◆ Set problem: Reproduce the listing below in its entirety. Change nothing.

— BEGIN —

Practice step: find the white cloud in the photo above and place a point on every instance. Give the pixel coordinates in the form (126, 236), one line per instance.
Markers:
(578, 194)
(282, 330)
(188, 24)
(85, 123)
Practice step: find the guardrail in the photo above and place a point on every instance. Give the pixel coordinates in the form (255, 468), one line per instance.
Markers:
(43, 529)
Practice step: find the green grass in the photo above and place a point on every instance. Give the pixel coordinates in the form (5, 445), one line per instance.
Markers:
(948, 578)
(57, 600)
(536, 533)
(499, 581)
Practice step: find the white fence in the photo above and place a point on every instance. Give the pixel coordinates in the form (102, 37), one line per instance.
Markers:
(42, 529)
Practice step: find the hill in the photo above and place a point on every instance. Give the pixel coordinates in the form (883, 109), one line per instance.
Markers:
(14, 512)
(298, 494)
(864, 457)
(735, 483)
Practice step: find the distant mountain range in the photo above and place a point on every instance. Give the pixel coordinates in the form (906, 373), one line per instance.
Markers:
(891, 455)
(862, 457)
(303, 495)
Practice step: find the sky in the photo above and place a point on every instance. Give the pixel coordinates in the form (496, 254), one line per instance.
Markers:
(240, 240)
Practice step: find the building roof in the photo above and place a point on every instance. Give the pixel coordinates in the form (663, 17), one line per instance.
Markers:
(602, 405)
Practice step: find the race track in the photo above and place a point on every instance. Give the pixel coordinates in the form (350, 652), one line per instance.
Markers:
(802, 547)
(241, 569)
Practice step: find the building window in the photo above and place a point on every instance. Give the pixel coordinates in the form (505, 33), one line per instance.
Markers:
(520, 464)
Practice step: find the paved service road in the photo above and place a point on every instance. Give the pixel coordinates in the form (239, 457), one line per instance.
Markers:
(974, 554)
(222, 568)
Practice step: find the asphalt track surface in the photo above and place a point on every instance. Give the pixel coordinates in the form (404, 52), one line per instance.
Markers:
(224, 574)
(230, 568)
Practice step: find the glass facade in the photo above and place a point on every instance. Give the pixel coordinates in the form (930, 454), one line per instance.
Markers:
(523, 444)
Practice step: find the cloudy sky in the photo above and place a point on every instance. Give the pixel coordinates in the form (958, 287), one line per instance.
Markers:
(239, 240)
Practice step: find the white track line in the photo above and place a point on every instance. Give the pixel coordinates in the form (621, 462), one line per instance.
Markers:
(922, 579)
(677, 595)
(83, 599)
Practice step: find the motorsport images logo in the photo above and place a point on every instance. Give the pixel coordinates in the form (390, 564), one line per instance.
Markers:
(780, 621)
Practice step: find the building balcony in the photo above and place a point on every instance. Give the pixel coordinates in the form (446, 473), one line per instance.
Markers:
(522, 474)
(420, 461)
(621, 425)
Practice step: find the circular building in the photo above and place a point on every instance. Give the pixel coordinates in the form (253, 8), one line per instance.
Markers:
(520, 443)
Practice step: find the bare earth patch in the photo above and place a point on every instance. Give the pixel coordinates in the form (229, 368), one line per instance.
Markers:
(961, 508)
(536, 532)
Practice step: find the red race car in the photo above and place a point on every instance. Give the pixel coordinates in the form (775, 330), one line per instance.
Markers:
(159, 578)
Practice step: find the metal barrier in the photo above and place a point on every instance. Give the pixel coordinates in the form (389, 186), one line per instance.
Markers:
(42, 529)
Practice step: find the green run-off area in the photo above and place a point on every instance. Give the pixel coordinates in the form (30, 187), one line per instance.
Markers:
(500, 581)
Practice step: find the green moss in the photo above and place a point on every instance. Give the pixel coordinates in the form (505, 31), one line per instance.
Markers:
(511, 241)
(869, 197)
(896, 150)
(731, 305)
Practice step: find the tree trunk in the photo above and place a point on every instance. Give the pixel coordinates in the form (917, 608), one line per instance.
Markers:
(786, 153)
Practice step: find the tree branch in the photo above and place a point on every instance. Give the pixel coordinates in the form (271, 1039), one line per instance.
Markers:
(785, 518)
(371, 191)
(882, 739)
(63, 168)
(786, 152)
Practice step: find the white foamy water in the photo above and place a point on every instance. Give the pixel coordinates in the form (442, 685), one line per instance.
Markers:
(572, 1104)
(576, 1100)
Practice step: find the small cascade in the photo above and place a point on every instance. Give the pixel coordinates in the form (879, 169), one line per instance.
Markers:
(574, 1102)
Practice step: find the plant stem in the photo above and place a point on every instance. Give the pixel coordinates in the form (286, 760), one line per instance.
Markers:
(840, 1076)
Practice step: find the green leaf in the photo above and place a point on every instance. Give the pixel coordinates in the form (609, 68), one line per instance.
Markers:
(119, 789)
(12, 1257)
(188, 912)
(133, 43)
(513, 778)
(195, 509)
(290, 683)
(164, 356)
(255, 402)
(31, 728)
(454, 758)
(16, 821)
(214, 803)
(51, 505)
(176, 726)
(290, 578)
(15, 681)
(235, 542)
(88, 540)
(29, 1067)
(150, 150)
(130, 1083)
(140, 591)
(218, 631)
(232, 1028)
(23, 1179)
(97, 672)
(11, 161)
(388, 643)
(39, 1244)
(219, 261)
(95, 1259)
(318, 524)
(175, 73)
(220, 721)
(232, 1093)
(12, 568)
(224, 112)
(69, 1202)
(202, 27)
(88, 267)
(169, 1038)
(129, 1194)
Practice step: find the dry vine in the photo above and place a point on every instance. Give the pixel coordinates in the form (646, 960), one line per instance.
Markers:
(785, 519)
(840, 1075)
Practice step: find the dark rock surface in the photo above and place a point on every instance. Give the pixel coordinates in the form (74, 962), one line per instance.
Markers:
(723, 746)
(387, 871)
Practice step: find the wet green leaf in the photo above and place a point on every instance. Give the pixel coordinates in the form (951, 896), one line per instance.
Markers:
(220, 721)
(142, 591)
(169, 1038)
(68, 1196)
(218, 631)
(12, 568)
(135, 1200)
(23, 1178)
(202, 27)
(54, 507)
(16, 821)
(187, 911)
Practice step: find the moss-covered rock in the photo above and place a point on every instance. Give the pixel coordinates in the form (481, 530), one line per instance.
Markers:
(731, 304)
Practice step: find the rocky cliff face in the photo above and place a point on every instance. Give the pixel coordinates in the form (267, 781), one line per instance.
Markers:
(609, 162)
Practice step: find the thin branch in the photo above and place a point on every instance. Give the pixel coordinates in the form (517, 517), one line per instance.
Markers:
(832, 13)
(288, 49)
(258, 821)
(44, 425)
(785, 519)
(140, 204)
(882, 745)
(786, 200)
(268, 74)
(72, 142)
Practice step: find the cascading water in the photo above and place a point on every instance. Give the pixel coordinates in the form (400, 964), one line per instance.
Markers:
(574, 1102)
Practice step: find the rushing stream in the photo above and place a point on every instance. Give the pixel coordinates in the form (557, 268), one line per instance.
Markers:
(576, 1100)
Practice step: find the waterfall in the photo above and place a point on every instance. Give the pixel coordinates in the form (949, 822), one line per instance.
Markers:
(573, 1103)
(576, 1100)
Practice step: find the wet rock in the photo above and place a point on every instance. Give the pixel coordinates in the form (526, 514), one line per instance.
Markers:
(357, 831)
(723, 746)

— END —

◆ Answer below:
Practice step: find the white cloud in the photo above and place a point on every instance. Give the pixel coordinates in the form (126, 236), one line per instance.
Markers:
(578, 194)
(282, 330)
(188, 24)
(85, 123)
Practice step: find the guardrail in the photo above and place a point on every instance. Give the pixel coordinates in the form (255, 468), one line per instance.
Markers:
(43, 529)
Practice step: find the green grass in the photo above and place a point on every instance. Give the pixel coordinates in the form (5, 445), one line per instance.
Markers:
(948, 578)
(57, 600)
(536, 533)
(499, 581)
Practice step: find the white fence in the photo above and place a point on every instance. Give the pixel coordinates in the form (102, 37), one line per instance.
Markers:
(42, 529)
Practice step: find the hill in the photo above and place a point on every instance. Give the pixel coordinates in the form (883, 109), one line per instance.
Markers:
(14, 512)
(298, 494)
(864, 457)
(735, 483)
Practice step: find the distant mountain range in the photo above and place a point on every instance. Give the pixel coordinates in the form (906, 373), one line per instance.
Markers:
(891, 455)
(862, 457)
(303, 495)
Practice step: find the sky in the photo above and place a point on every instance. Give the pixel coordinates in the form (496, 254), one line per instance.
Markers:
(240, 240)
Practice step: find the building roof in the photo above and place a point on every instance. Give the pixel coordinates in the form (663, 17), one line per instance.
Markers:
(602, 405)
Practice step: find the race track in the photo above and place a point on every instance. Give the pixel coordinates in the form (350, 652), one line per instance.
Markers:
(802, 547)
(241, 569)
Practice step: find the building window in the photo above and place a point on every instance. Give the pixel coordinates in the form (505, 33), one line per instance.
Markers:
(520, 464)
Practice step: find the paved service road in the photo above and place a point on every instance. Give the pixel coordinates in the form (239, 457), one line per instance.
Markers:
(974, 554)
(222, 568)
Practice step: find the asphalt track surface in the photo above and place a point on every instance. Give the pixel coordinates in the form (404, 52), one line per instance.
Markers:
(224, 574)
(230, 568)
Practice step: find the glass facade in the photo above and place a point on every instance. Give the pixel coordinates in the form (930, 454), one line per instance.
Markers:
(523, 444)
Practice step: find the cloudy sky in the photo above and place a point on every instance. Give the pixel coordinates in the form (958, 287), one line per instance.
Markers:
(239, 240)
Practice step: find the white track line in the photo above and place a point on every instance. Give the pixel coordinates in the form (621, 462), one line per instance.
Markers:
(922, 579)
(677, 595)
(83, 599)
Practice step: find the motorsport images logo in the photo above and place a point on every instance. Give the pixel coordinates in the form (390, 564), one line per instance.
Markers:
(780, 621)
Practice step: find the building balcony in the photo above and place a point on every instance. Give the pixel coordinates in the form (446, 473), one line per instance.
Markers:
(522, 474)
(420, 461)
(621, 425)
Practice step: find the circular building in the photo above and place a point on every instance. Give the pixel coordinates in the form (253, 8), one line per instance.
Markers:
(520, 443)
Practice step: find the bare earth patch in the photo above and place a point on every instance. Give the pixel coordinates in the form (229, 368), one line per instance.
Markers:
(961, 508)
(536, 532)
Practice step: find the red race car in the photo above and place a point on every instance. Give the pixel coordinates in the form (775, 330), one line per instance.
Markers:
(159, 578)
Practice step: find the metal barrier in the photo above and place a point on every instance. Give the pixel coordinates in the form (389, 186), one line per instance.
Markers:
(42, 529)
Practice step: find the green run-off area in the photo above and place a point on every instance. Give the pixel coordinates in the form (30, 187), one line per instance.
Markers:
(500, 581)
Practice step: find the green moss in the photo above and place a point on every instance. Give the pixel coordinates in the form (505, 31), one line per instance.
Markers:
(511, 241)
(869, 197)
(896, 150)
(731, 305)
Practice step: find the tree trunk in the photo above and place a point on every instance. Give the pixel coordinates in the form (917, 608), one line per instance.
Markers:
(786, 153)
Practice step: find the tree branch in the photo above and place a point on every instance. Give the pixel coordinates in the form (271, 1039), one line per instance.
Markers:
(785, 518)
(371, 191)
(882, 739)
(63, 168)
(786, 152)
Practice step: find the white foamy water in the photo above and place a point on every instance. Give the pixel coordinates in the form (442, 685), one line per instance.
Markers:
(572, 1104)
(576, 1100)
Practice step: find the small cascade in the photo above and place a point on every instance. Give the pixel coordinates in the form (879, 169), one line per instance.
Markers:
(574, 1102)
Practice step: find the plant stem in the photo above and place a point on every instance. Give the pixel coordinates in the form (286, 760), one line per instance.
Markers:
(840, 1076)
Practice step: find the green leaf in the photo above and place a point on every instance. Give the pixel coordinates in the form (609, 68), one line per instance.
Markers:
(119, 789)
(12, 1257)
(188, 912)
(133, 43)
(513, 778)
(195, 509)
(290, 683)
(164, 356)
(255, 402)
(31, 728)
(454, 758)
(16, 821)
(214, 803)
(51, 505)
(176, 726)
(290, 578)
(15, 681)
(235, 542)
(88, 540)
(29, 1067)
(150, 150)
(130, 1083)
(140, 591)
(218, 631)
(232, 1028)
(23, 1179)
(97, 672)
(11, 161)
(388, 643)
(39, 1244)
(219, 261)
(95, 1259)
(318, 524)
(175, 73)
(220, 721)
(232, 1093)
(12, 568)
(224, 112)
(69, 1202)
(202, 27)
(88, 267)
(169, 1038)
(129, 1194)
Practice step: find the dry vine in the photo above and place a point on every instance. Give the pixel coordinates in the form (646, 960), one line per instance.
Markers:
(785, 519)
(840, 1075)
Practice step: find the dark rock surface in the photo above and place a point on every instance. Give the pixel coordinates in the form (74, 962), one line per instance.
Markers:
(723, 746)
(387, 871)
Practice step: find the wet green leaf in the photo above and place a point on every instance. Give the pixel coordinates in the form (951, 896), one line per instance.
Markers:
(220, 721)
(142, 591)
(169, 1038)
(68, 1196)
(218, 631)
(12, 568)
(135, 1200)
(23, 1178)
(202, 27)
(54, 507)
(16, 821)
(187, 911)
Practice step: find the moss-covered rock in the photo above and place a point on every instance. Give the pixel coordinates in the form (481, 530), one line per instance.
Markers:
(731, 304)
Practice step: find the rocky cliff face in the photo above and place a point on every instance. Give the pixel coordinates in the form (267, 781), one line per instance.
Markers:
(609, 162)
Practice step: find the thin branch in the photo above and place a point on every instance. Give the pixel coordinates in the form (517, 517), one line per instance.
Markers:
(832, 13)
(288, 49)
(258, 821)
(44, 425)
(785, 519)
(140, 204)
(882, 745)
(786, 200)
(268, 74)
(72, 142)
Practice step: find the cascading water in the photo above and place a point on every instance. Give the pixel coordinates in the form (400, 964), one line per instance.
Markers:
(574, 1102)
Practice step: find the rushing stream in the photo above and place a point on every instance. Give the pixel coordinates in the form (557, 268), one line per instance.
Markers:
(576, 1100)
Practice step: find the waterfall in the photo above and place a point on every instance. Give the pixel coordinates in the form (949, 822), one line per instance.
Markers:
(573, 1103)
(576, 1100)
Practice step: find the wet rock in the photo above and place a point on every instance. Give the pixel coordinates in the form (526, 514), one line per instance.
Markers:
(357, 831)
(723, 746)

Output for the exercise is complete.